* Required action: Will you retype the material below character for character, beginning at its first line and stopping after the line that contains "254L216 322L243 321L261"?

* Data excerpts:
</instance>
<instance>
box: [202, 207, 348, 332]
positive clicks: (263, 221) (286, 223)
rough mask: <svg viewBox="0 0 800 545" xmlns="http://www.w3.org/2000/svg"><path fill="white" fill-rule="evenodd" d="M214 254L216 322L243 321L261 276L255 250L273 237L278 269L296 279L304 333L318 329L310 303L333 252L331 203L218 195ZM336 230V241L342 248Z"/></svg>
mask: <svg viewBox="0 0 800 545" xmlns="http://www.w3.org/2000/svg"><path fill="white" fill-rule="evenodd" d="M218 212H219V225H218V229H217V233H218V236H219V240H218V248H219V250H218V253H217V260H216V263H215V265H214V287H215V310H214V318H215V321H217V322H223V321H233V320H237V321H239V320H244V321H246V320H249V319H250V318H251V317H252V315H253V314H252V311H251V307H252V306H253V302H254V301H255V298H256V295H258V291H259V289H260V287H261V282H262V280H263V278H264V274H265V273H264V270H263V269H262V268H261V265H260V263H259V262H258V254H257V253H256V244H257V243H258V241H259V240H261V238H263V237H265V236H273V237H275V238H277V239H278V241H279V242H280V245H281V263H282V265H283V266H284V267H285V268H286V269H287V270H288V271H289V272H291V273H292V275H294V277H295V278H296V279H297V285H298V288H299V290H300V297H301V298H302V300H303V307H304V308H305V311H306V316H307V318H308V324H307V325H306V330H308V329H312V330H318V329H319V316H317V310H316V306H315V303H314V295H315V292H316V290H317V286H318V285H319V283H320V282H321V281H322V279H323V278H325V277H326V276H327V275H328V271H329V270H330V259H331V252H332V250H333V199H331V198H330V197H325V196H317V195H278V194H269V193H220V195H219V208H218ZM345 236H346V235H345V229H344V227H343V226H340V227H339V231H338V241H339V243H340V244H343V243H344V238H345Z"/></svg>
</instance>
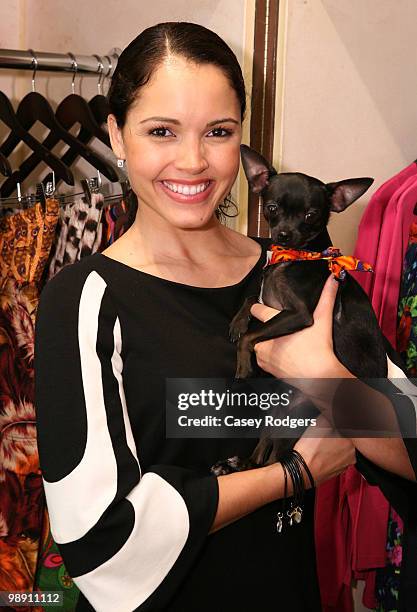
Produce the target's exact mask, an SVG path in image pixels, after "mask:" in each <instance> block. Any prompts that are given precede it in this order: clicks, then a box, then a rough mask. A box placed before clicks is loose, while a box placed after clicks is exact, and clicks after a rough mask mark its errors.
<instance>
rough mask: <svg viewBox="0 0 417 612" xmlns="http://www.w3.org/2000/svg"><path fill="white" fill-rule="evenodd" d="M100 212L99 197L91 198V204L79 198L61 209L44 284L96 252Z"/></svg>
mask: <svg viewBox="0 0 417 612" xmlns="http://www.w3.org/2000/svg"><path fill="white" fill-rule="evenodd" d="M102 211H103V195H102V194H92V196H91V203H87V202H85V201H84V200H83V199H82V198H80V199H79V200H76V201H75V202H74V203H71V204H67V205H66V206H65V207H64V209H63V212H62V216H61V221H60V228H59V235H58V239H57V245H56V249H55V254H54V256H53V258H52V260H51V263H50V266H49V274H48V280H50V279H51V278H53V277H54V276H55V274H56V273H57V272H59V270H61V268H63V267H64V266H67V265H69V264H72V263H75V262H76V261H79V260H80V259H81V257H85V256H87V255H91V254H92V253H95V252H96V251H98V250H99V248H100V245H101V241H102V231H103V227H102V223H101V216H102Z"/></svg>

* Task output:
</instance>
<instance>
box: [202, 207, 348, 332]
positive clicks: (263, 221) (286, 223)
rough mask: <svg viewBox="0 0 800 545" xmlns="http://www.w3.org/2000/svg"><path fill="white" fill-rule="evenodd" d="M214 254L216 322L243 321L261 276L255 250L273 237L278 269L296 279L304 333L318 329L310 303L333 252L331 203L218 195ZM336 230V241L342 248Z"/></svg>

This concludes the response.